__Task description__
The lines to repeat are those below from the one containing "Where can you find the green grass" down to the one containing "Where can you find the shallow", both included; reproduce them exactly and nothing else.

Collected data entries:
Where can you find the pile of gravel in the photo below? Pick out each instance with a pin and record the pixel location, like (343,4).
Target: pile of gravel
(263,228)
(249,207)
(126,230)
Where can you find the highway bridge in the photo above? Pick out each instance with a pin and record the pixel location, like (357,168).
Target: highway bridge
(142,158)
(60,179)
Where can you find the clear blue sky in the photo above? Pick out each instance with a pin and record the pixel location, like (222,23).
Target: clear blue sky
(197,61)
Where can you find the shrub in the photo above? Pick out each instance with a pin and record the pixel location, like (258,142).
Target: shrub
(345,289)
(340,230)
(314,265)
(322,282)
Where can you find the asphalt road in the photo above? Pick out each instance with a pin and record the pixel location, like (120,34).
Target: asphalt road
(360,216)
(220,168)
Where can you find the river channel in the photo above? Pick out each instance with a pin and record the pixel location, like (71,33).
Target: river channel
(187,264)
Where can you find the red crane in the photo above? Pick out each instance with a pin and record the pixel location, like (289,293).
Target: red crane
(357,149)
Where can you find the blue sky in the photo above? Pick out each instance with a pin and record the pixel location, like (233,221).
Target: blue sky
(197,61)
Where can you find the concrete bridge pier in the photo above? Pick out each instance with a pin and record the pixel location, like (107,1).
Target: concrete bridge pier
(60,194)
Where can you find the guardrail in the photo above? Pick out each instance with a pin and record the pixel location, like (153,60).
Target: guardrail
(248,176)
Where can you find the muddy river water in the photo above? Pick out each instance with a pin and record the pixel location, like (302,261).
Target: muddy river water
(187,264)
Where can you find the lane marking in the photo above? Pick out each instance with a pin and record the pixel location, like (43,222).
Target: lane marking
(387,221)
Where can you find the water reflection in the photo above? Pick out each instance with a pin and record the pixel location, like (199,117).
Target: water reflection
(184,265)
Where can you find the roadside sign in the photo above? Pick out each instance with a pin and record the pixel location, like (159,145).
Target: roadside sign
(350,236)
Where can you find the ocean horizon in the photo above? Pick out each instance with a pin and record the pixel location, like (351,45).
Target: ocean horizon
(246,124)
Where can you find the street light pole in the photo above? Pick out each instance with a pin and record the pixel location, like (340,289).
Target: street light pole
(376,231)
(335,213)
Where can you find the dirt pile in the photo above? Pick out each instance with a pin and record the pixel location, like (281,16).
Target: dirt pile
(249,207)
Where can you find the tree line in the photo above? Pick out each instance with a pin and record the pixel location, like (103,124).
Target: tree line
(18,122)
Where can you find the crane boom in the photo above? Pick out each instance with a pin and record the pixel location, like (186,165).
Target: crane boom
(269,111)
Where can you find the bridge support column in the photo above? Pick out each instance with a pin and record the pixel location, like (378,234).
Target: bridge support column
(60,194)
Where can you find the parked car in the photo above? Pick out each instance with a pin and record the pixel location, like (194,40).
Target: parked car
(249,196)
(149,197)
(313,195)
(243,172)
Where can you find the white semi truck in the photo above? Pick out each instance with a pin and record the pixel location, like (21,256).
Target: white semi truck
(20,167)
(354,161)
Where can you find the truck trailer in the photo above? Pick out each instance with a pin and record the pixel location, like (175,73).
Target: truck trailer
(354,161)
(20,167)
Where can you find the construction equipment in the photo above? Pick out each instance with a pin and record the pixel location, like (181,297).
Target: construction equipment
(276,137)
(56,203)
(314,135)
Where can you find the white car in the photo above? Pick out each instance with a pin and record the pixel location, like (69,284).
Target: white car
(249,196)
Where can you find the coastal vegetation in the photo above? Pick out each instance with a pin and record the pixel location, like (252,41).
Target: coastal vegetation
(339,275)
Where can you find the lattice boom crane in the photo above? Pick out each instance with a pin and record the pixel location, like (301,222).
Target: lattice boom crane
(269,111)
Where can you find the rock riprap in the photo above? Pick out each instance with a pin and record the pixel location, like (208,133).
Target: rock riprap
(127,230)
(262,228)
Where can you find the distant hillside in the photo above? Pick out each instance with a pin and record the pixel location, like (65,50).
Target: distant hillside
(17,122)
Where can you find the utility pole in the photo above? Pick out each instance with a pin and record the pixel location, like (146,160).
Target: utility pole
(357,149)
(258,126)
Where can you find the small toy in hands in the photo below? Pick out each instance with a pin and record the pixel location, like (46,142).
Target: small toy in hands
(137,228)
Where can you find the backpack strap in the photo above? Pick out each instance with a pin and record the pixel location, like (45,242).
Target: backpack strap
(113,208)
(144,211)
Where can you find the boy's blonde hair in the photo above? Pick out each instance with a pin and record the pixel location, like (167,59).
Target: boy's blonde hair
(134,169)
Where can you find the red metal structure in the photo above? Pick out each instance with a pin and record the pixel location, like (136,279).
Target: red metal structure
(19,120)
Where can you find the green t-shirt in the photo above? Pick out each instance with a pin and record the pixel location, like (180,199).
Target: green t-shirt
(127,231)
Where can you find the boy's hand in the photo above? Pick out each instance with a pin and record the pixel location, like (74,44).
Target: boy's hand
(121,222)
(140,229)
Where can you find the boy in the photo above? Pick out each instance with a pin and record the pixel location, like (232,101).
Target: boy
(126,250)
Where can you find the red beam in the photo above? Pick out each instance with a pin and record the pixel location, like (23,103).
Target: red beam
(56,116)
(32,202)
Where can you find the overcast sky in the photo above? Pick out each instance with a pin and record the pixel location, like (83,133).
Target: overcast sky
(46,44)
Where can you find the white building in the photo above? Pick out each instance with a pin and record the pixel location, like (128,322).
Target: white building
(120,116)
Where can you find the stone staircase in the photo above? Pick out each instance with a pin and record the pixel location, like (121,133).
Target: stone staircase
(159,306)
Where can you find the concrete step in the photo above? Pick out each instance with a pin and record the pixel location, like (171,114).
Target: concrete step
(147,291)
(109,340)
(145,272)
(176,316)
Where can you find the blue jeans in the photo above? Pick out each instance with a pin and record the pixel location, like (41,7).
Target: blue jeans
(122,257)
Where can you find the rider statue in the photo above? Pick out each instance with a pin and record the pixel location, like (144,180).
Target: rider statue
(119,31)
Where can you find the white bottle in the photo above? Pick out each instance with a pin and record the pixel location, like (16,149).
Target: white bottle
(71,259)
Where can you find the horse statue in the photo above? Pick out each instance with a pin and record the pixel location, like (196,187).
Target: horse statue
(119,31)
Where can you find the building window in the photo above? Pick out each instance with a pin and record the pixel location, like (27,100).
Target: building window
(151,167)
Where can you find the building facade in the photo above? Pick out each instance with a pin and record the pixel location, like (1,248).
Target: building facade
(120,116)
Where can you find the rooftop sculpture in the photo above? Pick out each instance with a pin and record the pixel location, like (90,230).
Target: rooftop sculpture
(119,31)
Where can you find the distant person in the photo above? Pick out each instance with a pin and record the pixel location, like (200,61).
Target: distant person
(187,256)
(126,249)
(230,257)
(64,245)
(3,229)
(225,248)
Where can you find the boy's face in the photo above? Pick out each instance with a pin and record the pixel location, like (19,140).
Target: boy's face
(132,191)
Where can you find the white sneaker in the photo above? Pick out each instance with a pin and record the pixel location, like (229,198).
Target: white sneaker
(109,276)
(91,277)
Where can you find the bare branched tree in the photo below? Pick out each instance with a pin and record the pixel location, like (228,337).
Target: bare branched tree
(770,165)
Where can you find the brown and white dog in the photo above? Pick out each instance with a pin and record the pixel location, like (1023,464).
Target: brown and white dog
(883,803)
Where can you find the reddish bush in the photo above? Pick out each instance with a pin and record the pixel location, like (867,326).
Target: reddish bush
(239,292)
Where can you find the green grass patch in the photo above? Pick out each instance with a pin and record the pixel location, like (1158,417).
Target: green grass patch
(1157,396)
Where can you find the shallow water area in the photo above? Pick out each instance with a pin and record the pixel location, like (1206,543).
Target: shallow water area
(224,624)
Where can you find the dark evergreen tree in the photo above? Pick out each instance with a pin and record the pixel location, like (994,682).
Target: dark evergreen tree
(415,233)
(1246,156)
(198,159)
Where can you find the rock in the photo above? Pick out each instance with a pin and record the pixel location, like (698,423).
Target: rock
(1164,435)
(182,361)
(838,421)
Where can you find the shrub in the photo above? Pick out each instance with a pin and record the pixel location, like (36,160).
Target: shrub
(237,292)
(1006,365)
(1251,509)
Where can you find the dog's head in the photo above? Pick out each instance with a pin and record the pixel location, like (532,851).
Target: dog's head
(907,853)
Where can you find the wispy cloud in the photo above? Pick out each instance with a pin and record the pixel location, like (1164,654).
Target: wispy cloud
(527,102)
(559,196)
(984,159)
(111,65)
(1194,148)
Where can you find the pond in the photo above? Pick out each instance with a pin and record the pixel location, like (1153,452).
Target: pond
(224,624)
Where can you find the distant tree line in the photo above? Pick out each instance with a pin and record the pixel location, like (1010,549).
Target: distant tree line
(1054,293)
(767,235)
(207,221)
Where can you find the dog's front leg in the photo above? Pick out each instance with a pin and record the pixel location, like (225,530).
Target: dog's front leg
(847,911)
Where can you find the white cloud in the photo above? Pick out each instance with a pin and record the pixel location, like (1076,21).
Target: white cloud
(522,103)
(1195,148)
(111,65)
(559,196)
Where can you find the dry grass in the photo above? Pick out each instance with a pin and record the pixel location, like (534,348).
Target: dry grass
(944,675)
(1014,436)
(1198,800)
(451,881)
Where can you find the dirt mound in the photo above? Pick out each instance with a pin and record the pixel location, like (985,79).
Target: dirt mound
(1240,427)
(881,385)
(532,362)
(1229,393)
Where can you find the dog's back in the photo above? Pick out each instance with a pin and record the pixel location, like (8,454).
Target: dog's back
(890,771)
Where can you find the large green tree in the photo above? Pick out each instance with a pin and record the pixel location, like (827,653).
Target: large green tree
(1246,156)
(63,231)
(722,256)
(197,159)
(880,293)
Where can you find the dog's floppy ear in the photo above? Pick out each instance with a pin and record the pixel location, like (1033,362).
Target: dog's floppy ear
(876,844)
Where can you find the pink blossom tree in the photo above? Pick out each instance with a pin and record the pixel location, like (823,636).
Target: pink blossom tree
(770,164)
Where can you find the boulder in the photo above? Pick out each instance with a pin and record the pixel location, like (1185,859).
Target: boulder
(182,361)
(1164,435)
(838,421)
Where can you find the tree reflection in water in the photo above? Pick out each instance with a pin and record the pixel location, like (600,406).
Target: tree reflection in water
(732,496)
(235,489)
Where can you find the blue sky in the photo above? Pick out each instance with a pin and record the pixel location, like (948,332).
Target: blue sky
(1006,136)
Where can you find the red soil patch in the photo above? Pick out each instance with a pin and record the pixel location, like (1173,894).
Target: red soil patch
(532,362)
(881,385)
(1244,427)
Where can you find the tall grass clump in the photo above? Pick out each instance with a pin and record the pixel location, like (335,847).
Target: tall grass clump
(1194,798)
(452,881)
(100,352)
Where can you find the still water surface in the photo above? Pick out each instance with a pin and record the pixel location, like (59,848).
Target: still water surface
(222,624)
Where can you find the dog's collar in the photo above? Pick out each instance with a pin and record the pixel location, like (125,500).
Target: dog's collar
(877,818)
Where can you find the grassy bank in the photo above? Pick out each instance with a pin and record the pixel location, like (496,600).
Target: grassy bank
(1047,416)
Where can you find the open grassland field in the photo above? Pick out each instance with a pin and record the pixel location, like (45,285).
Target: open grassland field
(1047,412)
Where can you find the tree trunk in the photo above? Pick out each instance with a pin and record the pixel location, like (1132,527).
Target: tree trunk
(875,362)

__Output of the exercise__
Where can you find the green grass patch in the photo above? Pick out each instance with a pin and record the pixel location, like (1158,417).
Target: green grass patch
(1157,396)
Where can you find the shallow water area in the photo above? Pick out each instance with a pin and record the pixel location, like (1206,543).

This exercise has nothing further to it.